- [Brief]:
The exercise asks you to copy every line below in which "wheel" appears.

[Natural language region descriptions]
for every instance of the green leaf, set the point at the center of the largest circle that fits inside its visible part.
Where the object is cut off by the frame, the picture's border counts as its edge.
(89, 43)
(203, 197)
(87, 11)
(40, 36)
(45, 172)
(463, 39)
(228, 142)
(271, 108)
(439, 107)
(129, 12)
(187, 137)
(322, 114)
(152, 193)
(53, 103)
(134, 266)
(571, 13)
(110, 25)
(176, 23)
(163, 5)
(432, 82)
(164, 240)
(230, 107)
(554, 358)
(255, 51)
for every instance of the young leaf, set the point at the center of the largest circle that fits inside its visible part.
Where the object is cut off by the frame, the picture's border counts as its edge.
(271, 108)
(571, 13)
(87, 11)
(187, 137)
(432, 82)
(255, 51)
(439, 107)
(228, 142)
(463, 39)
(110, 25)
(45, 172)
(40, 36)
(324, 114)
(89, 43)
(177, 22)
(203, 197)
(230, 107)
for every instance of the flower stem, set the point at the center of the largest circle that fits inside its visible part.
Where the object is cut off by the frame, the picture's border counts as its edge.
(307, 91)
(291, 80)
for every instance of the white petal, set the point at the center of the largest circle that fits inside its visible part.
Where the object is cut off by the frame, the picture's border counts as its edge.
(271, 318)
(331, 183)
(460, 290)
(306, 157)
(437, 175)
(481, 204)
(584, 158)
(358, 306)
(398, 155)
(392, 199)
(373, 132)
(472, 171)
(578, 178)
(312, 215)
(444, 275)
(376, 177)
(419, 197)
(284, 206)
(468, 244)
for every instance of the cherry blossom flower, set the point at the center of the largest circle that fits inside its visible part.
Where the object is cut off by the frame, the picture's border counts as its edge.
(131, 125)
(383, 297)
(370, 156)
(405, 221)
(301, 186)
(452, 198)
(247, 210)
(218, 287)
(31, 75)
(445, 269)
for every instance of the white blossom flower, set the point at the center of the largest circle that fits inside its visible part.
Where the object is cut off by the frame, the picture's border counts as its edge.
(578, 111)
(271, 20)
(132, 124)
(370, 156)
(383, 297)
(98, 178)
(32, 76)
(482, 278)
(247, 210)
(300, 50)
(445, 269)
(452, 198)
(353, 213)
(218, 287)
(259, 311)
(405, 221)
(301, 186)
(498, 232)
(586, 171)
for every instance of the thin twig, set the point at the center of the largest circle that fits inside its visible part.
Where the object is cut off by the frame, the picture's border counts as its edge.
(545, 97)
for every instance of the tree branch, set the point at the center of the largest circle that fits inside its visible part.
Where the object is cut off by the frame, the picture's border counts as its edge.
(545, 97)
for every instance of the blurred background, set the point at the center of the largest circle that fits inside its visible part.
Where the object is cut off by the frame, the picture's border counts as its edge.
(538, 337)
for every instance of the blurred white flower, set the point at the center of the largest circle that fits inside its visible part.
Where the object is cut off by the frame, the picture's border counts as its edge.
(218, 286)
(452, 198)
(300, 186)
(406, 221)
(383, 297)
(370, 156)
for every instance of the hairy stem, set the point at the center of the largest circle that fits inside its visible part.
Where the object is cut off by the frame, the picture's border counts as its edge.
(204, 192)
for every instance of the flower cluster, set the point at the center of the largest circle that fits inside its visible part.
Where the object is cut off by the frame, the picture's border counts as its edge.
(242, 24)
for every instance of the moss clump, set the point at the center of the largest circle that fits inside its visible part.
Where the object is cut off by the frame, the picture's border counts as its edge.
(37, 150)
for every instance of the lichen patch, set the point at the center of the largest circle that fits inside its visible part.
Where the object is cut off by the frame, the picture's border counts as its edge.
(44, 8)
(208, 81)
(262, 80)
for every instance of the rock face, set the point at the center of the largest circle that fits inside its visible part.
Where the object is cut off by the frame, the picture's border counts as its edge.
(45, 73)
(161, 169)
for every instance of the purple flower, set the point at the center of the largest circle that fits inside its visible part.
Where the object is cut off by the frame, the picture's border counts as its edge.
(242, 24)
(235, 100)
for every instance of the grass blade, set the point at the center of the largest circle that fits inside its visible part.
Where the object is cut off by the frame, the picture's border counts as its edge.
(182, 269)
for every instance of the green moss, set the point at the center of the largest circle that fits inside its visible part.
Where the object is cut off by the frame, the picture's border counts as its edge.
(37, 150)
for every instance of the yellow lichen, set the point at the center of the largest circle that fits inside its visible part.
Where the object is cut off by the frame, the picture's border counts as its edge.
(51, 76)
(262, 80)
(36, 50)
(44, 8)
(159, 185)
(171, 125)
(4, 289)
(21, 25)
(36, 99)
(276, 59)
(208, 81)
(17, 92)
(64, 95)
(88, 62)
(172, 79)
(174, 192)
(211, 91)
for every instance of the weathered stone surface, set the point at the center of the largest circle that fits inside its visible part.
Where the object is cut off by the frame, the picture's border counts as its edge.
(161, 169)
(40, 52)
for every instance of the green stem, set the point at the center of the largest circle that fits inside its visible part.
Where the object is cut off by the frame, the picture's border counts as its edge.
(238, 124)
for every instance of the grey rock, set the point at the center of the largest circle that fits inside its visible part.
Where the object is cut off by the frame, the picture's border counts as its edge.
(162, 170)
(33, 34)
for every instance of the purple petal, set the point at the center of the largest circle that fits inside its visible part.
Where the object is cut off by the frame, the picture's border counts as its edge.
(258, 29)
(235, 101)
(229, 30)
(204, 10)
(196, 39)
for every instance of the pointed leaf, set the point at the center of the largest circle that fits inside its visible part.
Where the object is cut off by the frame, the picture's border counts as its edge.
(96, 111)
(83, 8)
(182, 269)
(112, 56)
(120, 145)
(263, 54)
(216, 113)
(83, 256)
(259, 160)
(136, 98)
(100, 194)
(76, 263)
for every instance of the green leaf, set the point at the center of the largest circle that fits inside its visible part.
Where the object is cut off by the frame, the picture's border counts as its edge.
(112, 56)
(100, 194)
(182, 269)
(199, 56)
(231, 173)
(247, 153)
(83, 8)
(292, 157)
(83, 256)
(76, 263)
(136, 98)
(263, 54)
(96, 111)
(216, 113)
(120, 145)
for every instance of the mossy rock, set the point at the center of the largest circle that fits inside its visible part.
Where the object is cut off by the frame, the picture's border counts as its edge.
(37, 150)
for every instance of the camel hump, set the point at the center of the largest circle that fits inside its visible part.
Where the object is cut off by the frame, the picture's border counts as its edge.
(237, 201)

---

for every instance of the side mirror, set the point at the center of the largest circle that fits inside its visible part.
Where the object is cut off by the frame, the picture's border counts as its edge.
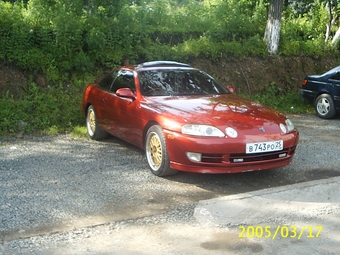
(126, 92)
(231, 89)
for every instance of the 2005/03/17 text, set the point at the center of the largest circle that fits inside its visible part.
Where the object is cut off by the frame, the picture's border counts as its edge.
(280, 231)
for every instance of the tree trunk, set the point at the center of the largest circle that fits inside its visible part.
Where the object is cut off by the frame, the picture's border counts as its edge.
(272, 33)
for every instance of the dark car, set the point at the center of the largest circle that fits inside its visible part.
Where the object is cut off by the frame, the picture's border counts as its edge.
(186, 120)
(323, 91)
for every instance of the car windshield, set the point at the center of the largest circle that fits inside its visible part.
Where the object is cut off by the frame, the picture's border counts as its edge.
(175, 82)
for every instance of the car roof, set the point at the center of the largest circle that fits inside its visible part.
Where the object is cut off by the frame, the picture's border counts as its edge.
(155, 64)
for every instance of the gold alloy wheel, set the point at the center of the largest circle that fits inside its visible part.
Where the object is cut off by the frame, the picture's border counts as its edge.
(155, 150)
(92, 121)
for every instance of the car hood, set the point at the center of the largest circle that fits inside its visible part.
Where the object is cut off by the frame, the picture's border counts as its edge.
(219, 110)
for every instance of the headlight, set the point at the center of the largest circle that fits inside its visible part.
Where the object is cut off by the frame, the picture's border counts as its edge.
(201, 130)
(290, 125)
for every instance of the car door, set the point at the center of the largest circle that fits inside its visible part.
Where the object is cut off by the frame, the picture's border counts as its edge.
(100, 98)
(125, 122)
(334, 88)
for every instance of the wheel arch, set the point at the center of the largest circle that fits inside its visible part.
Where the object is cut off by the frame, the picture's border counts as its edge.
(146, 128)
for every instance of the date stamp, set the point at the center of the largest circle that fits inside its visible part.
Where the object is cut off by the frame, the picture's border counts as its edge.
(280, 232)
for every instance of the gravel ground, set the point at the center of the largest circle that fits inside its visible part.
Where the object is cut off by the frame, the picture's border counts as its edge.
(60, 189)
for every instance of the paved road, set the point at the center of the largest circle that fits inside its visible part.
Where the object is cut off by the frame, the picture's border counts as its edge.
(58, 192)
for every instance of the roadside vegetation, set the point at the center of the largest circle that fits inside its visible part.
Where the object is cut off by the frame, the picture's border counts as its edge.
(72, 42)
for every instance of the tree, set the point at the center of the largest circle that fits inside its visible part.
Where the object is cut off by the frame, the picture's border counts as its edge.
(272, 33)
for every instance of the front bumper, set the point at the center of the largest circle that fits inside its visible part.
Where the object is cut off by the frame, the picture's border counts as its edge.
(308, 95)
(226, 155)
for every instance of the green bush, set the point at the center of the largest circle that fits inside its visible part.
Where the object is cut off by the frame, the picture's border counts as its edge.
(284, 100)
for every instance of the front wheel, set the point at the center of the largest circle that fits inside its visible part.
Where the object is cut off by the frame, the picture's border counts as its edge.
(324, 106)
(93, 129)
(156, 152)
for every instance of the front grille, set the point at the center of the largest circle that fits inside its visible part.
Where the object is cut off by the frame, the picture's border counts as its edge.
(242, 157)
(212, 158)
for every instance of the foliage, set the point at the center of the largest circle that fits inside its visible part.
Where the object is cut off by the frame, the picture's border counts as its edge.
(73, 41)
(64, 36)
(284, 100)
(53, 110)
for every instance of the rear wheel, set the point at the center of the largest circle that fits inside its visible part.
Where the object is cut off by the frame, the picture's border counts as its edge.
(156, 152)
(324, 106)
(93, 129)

- [Solution to this problem]:
for every instance of the gold alloy wheel, set the point at the center of the largest circle that fits inside its visible part.
for every instance of the wheel arch, set the point at the center of the largest circle that fits inside its visible part.
for every instance of the front wheel, set the point at the center of the largest circle that fits inside its visible part.
for every instance of the rear wheel, set the point at the center of the largest circle that fits inside its visible part.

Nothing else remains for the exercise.